= Task item =
Output the stretch from the start of the records through the line containing "box: [98, 3, 164, 51]" as a numbered list, skipping blank lines and leaving out the pictures.
(Beginning of Task data)
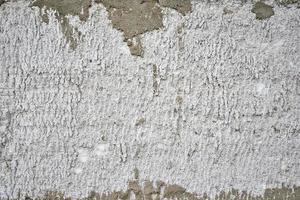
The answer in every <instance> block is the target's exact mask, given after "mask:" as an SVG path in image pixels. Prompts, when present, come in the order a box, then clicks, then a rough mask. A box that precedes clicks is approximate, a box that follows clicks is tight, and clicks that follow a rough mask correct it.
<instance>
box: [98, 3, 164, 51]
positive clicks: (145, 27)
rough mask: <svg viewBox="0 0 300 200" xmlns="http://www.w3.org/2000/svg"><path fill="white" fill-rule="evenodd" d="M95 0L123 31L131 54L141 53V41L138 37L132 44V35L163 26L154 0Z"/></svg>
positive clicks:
(End of Task data)
= Output for this task =
1. The answer in every <instance> block is the target's exact mask, given after "mask:" as an SVG path in image pixels. Prompts, when present, come in the order a box, then clicks, then a rough mask. A box that precedes clicks is approximate, a box that follows clicks is tight, and clicks that follow a rough mask correct it.
2. <instance>
3. box: [98, 3, 164, 51]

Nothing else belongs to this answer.